> [EXERCISE BRIEF] The entries below should be transcribed in their entirety, exactly as written.

Stored items from a collection:
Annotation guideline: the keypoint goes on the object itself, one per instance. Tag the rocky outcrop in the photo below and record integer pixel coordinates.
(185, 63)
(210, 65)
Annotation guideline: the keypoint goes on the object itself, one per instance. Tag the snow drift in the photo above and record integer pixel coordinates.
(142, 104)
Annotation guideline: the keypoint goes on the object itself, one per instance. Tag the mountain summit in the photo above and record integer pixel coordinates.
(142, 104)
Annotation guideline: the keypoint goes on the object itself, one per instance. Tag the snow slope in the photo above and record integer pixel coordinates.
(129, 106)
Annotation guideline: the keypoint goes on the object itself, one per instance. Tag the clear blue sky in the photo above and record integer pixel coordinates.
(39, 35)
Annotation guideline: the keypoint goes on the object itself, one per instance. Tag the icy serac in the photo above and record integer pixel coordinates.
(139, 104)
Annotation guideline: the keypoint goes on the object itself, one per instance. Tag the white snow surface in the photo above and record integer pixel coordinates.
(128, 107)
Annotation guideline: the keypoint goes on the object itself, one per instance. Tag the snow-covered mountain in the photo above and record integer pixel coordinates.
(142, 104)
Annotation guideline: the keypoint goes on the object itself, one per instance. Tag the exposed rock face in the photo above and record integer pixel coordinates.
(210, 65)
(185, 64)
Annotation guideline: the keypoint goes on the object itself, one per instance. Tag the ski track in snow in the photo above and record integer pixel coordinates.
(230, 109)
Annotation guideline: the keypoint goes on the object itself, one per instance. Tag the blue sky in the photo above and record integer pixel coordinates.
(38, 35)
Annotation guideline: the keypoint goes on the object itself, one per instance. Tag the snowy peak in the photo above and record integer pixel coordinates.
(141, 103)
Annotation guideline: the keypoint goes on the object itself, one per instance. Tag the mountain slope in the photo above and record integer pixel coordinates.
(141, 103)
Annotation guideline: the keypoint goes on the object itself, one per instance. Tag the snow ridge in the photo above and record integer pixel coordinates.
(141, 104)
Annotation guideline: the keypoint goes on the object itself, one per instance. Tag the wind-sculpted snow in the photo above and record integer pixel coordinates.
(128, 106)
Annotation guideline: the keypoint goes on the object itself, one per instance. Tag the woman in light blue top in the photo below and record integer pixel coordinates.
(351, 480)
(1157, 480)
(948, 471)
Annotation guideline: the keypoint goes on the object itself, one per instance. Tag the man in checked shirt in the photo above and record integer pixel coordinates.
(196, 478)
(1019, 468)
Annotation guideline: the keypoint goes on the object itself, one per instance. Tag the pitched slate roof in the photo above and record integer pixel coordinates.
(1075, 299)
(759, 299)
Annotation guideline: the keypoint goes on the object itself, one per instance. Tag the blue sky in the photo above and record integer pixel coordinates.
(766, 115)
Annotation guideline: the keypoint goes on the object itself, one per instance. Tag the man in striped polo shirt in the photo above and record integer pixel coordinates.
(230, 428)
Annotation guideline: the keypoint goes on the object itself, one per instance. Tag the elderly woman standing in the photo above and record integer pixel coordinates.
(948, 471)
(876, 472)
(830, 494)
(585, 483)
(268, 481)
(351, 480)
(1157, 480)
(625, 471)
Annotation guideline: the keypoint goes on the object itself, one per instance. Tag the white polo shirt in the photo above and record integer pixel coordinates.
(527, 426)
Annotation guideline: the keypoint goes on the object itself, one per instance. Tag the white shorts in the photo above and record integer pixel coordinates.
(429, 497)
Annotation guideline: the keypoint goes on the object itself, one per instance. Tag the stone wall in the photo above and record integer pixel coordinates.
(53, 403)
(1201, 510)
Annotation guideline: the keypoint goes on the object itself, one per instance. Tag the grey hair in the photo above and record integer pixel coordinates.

> [OUTPUT FOR THIS TASK]
Annotation guideline: the keypoint goes on the object itself, one per instance. Tag the rocky outcrop in the photo below and record integer pixel coordinates.
(185, 63)
(210, 65)
Annotation guideline: the keypoint goes on the object itself, one per instance. Tag the snow drift in the photo above and record integer pixel coordinates.
(142, 104)
Annotation guideline: the keypoint goes on the object itself, one per instance. Tag the mountain summit in the photo above and record integer pixel coordinates.
(142, 104)
Annotation guideline: the keypoint goes on the object itself, one per instance. Tag the snow slope in the photo above and record integer pixel coordinates.
(129, 106)
Annotation guideline: the keypoint goes on the object itself, one per instance. Tag the clear blue sky in the photo above and record integer pixel coordinates.
(39, 35)
Annotation guideline: the keypoint goes on the object itself, one per instance. Tag the icy serac in the photo above and record integer pixel coordinates.
(139, 104)
Annotation guideline: the keypoint goes on the object itself, one per instance. Tag the white snow surface in the photo above and record integer pixel coordinates.
(128, 107)
Annotation guideline: the keypoint goes on the object itself, one per instance. Tag the snow-covered mountain in the photo above and record integer pixel coordinates.
(142, 104)
Annotation guideline: the keypoint goes on the object itself, one per instance. Tag the exposed rock face in the photo above and record integer pixel coordinates.
(210, 65)
(185, 64)
Annotation guideline: the keypoint goes on the object itself, one per instance. Tag the ski track in snow in the photo above and record integer pixel coordinates.
(230, 109)
Annotation guideline: the keypoint goes on the object itself, one per instance. Tag the blue sky in the photo above and record integer pixel coordinates.
(38, 35)
Annotation guideline: the keypoint goes on the object itself, one per instance. Tag the snowy peak in the photo above and record integer pixel coordinates.
(141, 103)
Annotation guideline: the keypoint goes on the object itself, one per instance. Tag the mountain slope in the photo above and record integer pixel coordinates.
(141, 103)
Annotation guideline: the keypoint goes on the object itself, one per instance. Tag the snow ridge in the photo above and record integer pixel coordinates.
(141, 104)
Annotation guideline: the keypoint goes on the object itself, one per instance. Tag the wind-sculpted snow in the photo above and record integer pixel coordinates.
(128, 106)
Annotation guideline: the keypoint goes on the object itself, one per instance. Tag the woman in light blue top in the photo below and record integer pixel coordinates.
(351, 480)
(1157, 480)
(948, 471)
Annotation guideline: the keypoint goes on the object itself, one per instance. Tag the man in checked shirt in the photo above and record integer pixel coordinates.
(196, 478)
(1019, 468)
Annotation guideline: the keypoint goes on the object itself, one per instance. Tag the pitched slate roof in the photo above and record integer pixel coordinates.
(1075, 299)
(759, 299)
Annotation guideline: the keypoint goes on the object itself, one per instance. Tag the blue sky in the photo above and record integer pixel coordinates.
(766, 115)
Annotation guideline: the keypoint goes on the object itself, one per instance. Tag the man in striped polo shirt in the photo above and record integer pixel coordinates.
(230, 428)
Annotation guideline: the keypoint goes on the object itself, one per instance. Tag the elderly woman standing in the photo above and record integer pixel coordinates.
(948, 471)
(876, 472)
(830, 494)
(585, 483)
(268, 481)
(351, 480)
(1157, 480)
(625, 471)
Annotation guideline: the keypoint goes on the object itself, one per instance. Tag the white polo shirt in the photo above and record integer pixel coordinates.
(527, 426)
Annotation guideline: the keypoint goes on the object itself, one per instance. Tag the white shorts in the photo above and record integer pixel coordinates.
(429, 497)
Annotation guideline: the keypoint goes on the object itself, one per instance. Tag the stone wall in the photo above and record integer pixel coordinates.
(53, 403)
(1201, 510)
Annotation guideline: the keypoint goes on the object itself, one per instance. Tag the grey hair in the photo above and record integer pixel coordinates.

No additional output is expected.